# EXERCISE INSTRUCTIONS:
Reproduce exactly the line in which "the small evergreen" occurs and all the lines after it, ending with the last line.

# EXTRACTED DATA:
= = = = = = =

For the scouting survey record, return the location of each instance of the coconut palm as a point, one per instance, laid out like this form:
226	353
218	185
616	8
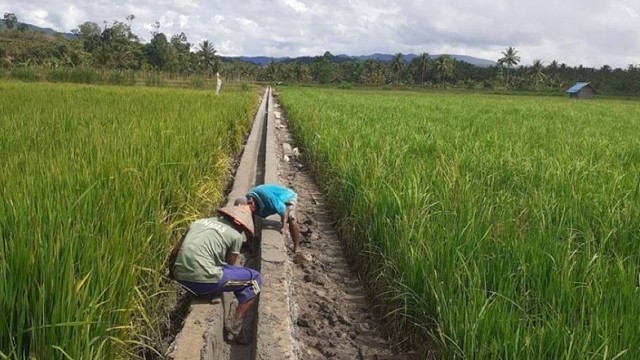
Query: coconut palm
397	64
444	67
536	73
509	58
424	62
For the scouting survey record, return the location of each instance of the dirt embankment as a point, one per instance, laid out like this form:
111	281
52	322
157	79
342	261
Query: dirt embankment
331	314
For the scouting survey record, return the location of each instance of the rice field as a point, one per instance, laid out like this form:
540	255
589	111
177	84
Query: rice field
502	227
96	183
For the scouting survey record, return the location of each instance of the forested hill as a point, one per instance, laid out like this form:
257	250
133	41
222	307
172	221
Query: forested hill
264	60
116	47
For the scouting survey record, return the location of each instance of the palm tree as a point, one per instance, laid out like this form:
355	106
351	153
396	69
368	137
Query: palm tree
537	73
444	66
424	61
510	58
207	57
397	64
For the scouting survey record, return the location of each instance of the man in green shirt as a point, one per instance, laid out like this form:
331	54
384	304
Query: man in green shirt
203	261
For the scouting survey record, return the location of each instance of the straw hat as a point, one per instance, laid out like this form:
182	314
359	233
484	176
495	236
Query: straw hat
240	214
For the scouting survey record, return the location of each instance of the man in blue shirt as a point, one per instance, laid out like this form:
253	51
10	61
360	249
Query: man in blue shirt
268	199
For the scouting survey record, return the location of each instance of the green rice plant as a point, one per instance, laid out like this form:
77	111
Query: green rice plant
24	74
197	82
153	79
499	227
97	183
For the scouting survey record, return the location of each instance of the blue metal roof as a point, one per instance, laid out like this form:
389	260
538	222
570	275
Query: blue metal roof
577	87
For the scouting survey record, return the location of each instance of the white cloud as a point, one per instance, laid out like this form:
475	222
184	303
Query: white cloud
587	32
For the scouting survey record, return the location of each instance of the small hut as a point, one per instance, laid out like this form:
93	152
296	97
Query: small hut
581	90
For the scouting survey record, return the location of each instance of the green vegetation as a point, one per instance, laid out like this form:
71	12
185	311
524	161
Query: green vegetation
115	47
499	227
96	184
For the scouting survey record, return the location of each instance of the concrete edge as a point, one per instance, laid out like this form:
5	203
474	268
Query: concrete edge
202	334
274	337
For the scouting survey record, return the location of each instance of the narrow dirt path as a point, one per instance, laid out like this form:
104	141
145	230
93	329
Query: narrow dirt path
331	317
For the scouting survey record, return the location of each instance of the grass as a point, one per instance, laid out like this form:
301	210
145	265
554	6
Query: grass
501	227
96	183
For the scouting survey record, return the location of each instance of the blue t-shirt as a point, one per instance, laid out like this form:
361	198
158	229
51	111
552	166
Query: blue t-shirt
272	198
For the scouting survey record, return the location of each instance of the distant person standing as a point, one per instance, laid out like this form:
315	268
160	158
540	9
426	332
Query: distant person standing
218	82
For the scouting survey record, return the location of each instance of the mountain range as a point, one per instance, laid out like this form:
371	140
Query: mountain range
265	60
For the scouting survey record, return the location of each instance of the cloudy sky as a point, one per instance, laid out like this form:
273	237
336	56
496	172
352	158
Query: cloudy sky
587	32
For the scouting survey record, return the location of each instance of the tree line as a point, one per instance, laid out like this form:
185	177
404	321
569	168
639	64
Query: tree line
114	46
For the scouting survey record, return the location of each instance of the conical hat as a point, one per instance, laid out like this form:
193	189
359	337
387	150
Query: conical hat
240	214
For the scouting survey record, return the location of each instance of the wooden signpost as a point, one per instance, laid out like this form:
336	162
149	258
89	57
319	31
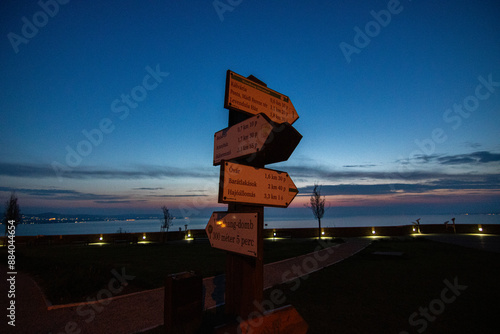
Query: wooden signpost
259	132
257	140
233	232
262	186
246	95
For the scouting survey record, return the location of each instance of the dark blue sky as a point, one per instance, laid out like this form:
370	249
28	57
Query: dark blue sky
112	106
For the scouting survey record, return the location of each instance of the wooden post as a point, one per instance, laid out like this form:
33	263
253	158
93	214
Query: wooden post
245	274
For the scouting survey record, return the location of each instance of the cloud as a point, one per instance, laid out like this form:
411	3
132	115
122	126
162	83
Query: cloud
140	172
474	158
62	194
447	182
359	166
480	157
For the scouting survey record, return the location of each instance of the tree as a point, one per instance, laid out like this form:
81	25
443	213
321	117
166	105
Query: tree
317	205
12	212
167	220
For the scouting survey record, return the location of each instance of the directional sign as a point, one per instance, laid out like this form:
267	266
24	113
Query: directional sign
250	185
245	95
234	232
257	140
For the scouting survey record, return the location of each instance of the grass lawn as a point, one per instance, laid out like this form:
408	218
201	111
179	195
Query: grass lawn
70	273
379	294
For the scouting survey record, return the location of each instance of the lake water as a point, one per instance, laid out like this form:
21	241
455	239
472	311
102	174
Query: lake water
153	225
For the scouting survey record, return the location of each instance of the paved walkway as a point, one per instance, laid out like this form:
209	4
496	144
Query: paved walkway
139	311
486	242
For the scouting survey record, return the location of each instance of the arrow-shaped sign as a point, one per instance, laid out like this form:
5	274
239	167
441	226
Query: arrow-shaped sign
234	232
245	95
257	140
250	185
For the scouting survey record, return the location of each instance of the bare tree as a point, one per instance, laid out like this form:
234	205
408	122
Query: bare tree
317	205
12	212
167	221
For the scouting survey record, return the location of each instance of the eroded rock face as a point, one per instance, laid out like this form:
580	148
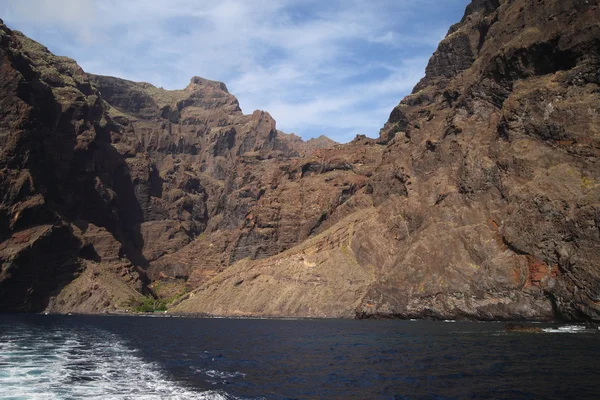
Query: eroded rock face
478	200
485	202
56	171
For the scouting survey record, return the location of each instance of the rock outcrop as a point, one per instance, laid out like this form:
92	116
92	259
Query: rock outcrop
485	203
479	198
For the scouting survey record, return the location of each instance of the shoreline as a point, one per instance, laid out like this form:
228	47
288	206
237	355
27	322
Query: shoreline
292	318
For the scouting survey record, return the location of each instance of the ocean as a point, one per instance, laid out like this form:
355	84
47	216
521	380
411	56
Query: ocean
122	357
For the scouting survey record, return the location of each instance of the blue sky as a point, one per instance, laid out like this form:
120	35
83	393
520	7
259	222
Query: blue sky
335	68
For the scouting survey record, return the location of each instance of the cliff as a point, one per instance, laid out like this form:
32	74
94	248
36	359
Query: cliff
478	200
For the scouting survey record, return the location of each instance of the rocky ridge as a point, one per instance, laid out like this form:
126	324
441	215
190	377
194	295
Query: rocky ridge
478	200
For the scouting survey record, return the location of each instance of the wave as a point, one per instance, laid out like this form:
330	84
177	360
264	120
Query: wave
567	329
83	364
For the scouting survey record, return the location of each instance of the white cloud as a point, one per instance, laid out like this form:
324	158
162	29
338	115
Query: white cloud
317	67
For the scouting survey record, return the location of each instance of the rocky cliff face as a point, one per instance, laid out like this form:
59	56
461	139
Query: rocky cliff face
485	203
478	200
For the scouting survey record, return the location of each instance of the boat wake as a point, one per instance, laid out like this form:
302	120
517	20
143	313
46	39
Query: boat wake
91	364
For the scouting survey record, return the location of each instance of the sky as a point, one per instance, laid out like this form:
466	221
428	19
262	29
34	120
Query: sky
334	68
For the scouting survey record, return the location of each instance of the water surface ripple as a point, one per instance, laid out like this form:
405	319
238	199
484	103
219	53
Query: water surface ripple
74	357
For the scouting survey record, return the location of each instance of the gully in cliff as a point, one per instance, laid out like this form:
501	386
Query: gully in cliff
477	201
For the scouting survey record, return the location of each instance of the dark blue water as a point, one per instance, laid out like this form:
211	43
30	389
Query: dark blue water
60	357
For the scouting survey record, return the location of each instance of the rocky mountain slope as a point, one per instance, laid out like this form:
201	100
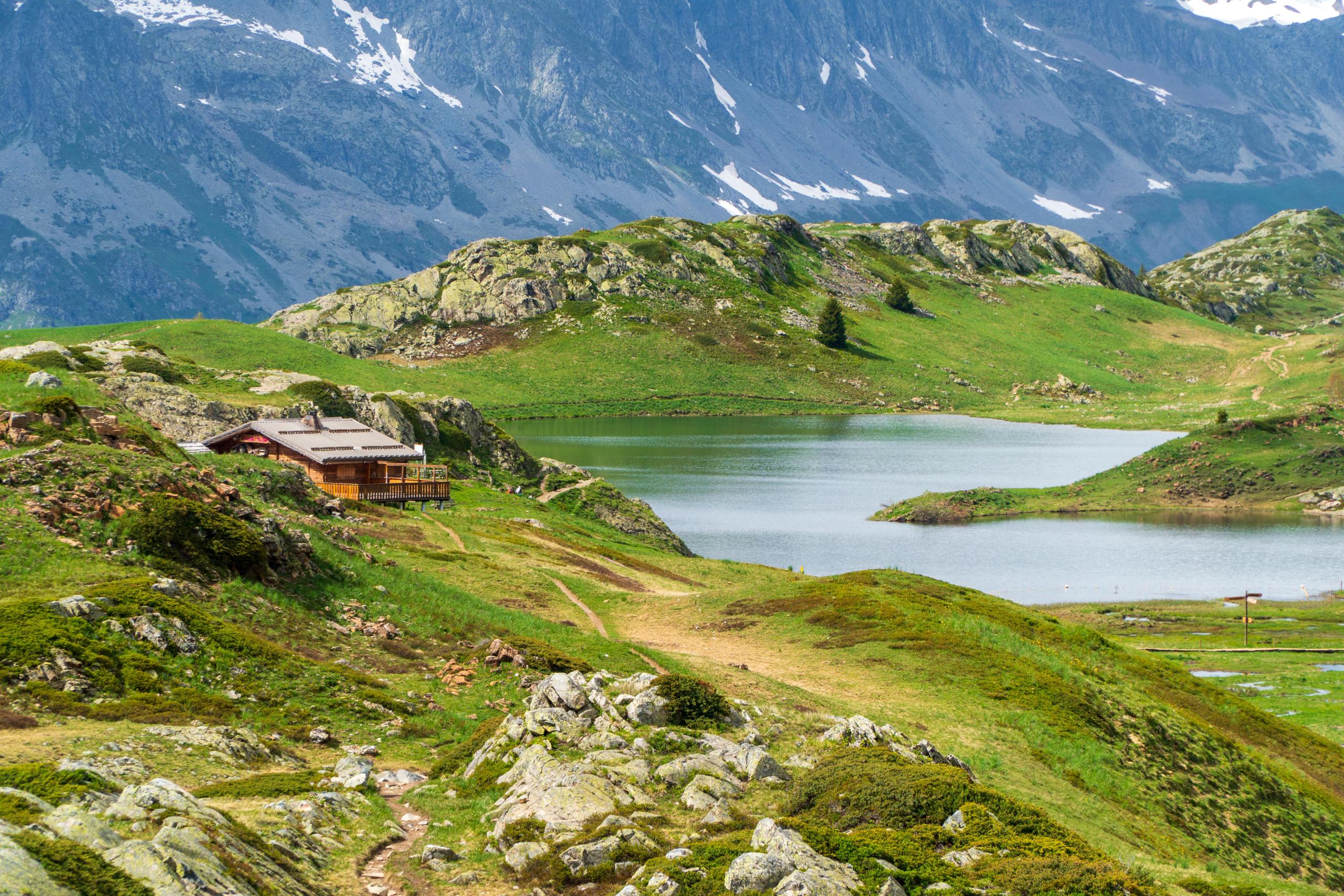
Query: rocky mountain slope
164	157
218	678
499	282
1285	273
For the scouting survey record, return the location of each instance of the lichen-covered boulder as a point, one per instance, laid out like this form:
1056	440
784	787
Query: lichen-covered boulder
756	872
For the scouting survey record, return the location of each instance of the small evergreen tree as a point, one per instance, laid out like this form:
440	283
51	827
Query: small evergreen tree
831	325
898	297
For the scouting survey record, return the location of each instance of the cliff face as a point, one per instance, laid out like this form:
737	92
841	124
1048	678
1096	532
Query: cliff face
499	282
1285	273
234	159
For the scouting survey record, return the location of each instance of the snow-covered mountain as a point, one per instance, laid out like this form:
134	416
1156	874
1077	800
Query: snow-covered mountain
1245	14
169	156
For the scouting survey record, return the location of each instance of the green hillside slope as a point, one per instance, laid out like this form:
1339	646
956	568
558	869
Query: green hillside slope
1285	273
1105	770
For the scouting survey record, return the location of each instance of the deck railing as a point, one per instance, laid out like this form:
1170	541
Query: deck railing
394	491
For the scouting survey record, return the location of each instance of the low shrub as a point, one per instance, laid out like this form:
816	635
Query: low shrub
144	364
543	656
326	397
47	782
80	868
456	757
11	721
279	784
1210	888
690	700
47	362
197	535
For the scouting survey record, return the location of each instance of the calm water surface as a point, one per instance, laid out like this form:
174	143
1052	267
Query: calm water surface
796	491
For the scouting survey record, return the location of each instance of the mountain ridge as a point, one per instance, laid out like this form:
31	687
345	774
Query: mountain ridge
175	183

= = = = = = =

# ANSWER TO THE PROBLEM:
For the scouting survey record, return the location of each instance of the small evergreen tree as a point, one per instance, laid out like this form:
440	283
51	827
Query: small evergreen tree
831	325
898	297
For the scouting survey record, return the location of each instance of the cliff face as a point, one per instance, laid out like this form:
737	92
841	124
1048	678
1096	532
Query: cliff face
499	282
1285	273
234	159
For the scouting survey record, return the location of each instance of the snow-covered mountain as a point, one per instance, laid out like this form:
134	416
1156	874
1077	800
Query: snow-covered mountain
1245	14
169	156
For the scouting survey record, return the location of each instance of the green hillside slope as a point, one per instance, laid out like this form:
1339	646
956	568
558	869
Query: green hillside slope
1285	273
1105	770
For the scouting survey record, return the location of each instance of the deck railing as a point, one per instance, laid out like this form:
1170	541
Query: deck railing
394	491
For the scouting survey record, return the location of each instance of the low shrub as a point, one per instance, laid out like this form:
816	635
Query: low shrub
144	364
543	656
326	397
47	782
80	868
456	757
11	721
279	784
1210	888
690	700
47	362
197	535
For the scouting survey record, return the location of each instance of the calm water surface as a point, one per instance, laid out like this form:
174	143
1052	267
Query: calm water surface
796	491
For the scouting survey record, return the location of each instance of the mountain ridge as a point, one per instance, laid out like this form:
31	687
345	774
Query: mountain ridge
175	183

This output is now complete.